DATA FOR ANALYSIS
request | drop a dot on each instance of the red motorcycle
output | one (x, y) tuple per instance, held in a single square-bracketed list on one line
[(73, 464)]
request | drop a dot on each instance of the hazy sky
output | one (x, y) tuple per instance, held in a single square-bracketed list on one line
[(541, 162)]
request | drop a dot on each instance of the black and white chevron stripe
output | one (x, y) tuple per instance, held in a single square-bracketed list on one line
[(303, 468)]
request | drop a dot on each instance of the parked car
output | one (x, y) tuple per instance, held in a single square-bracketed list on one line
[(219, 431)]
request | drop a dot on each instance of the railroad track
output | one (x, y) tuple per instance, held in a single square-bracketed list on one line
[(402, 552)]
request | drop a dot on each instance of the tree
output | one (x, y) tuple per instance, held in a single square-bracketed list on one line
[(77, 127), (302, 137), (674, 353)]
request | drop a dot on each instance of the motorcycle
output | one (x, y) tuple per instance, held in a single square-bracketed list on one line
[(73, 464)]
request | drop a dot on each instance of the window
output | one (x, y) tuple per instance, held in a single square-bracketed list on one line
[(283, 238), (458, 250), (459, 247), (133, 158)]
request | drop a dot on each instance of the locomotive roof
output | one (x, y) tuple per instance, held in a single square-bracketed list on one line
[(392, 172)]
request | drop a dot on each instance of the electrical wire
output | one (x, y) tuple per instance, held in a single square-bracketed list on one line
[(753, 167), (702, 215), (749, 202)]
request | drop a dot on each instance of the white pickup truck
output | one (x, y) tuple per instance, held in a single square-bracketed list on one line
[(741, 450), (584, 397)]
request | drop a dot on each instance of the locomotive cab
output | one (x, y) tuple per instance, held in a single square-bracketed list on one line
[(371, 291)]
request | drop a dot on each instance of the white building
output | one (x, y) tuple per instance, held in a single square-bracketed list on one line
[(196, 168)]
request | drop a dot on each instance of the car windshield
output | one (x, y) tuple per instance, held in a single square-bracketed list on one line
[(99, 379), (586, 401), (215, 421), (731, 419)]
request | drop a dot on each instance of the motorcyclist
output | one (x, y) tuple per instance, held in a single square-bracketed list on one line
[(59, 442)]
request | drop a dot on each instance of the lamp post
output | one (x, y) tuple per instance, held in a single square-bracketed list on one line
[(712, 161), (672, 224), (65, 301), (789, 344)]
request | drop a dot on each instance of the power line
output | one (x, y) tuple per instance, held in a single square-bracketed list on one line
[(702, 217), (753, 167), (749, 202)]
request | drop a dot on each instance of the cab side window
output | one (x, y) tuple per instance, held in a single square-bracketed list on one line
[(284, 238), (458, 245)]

TASK DESCRIPTION
Return the entries above, every line intact.

PROBLEM SOLUTION
request | drop a dot on each instance of the red motorcycle
output | one (x, y) tuple per instance, held in a single square-bracketed list on one line
[(73, 464)]
request | drop a dot on each instance of the hazy sky
output | one (x, y) tuple per instance, held in a single square-bracketed list on one line
[(541, 162)]
request | drop a dot on each instance of the black and white chevron stripe
output | one (x, y) tuple per instance, held in a single square-bracketed list on one line
[(303, 468)]
request | drop a dot on each instance of the parked car
output | one (x, y) tuple per instance, held in a single square-bracketed list on one line
[(219, 431)]
request | drop a dot on each instance of the railroad track
output | one (x, y) tuple per instance, held in a single square-bracketed list on one line
[(402, 552)]
request | drop a dot on each instance of the tree
output | one (x, y) tuple per instance, held in a single square-bracketed list on one line
[(77, 127), (302, 137), (674, 353)]
request | drop a dot on each instance of the motorcycle
output | one (x, y) tuple per instance, held in a single square-bracketed list on one line
[(73, 464)]
request | drop a dot on each instance of the window
output | one (x, y) tuple per instance, held in a single square-bracketed list on one line
[(283, 238), (458, 250), (459, 247), (133, 158)]
request | drop a dot on each instance of the locomotive roof
output | one (x, y) tuple per instance, held in a single square-bracketed list on one line
[(392, 172)]
request | drop a dot on each instance of the electrical wire
output | one (x, y) tuple per instance, held in a single square-bracketed list on one line
[(753, 167), (702, 215), (749, 202)]
request | drop a dot on each instance of the white pickup truck
output | one (x, y) tuple per instance, held in a single square-bracketed list on one line
[(741, 450), (584, 397)]
request | drop a dot on each instance of the locomotive cab
output | one (x, y) tuple per instance, held in a single square-bracketed list on one line
[(371, 291)]
request | drop a dot on each instance of the white building
output | one (x, y) tuple per instance, held in a single square-bracketed list on one line
[(196, 168)]
request | drop a dot on each instance of the car windshield
output | one (x, y) tuple per instance, held in a single square-bracketed list on one line
[(99, 379), (586, 401), (215, 421), (731, 419)]
request | drop a dot on each instance of the motorcyclist
output | one (x, y) tuple per instance, held in a single square-bracketed list on one line
[(59, 442)]
request | drop a dot on each instance of the lamp post
output | one (x, y) tuple per instance, held in a single square-bracketed list on one line
[(712, 161), (672, 224), (65, 301), (789, 344)]
request | drop a dot on each instance of the power line
output | one (x, y) tuple per instance, held in a single square-bracketed list on one line
[(702, 217), (753, 167), (749, 202)]
request | drop a dot on each instance of the cab side window
output | one (x, y) tuple per instance, held in a single square-bracketed list on one line
[(284, 238), (458, 245)]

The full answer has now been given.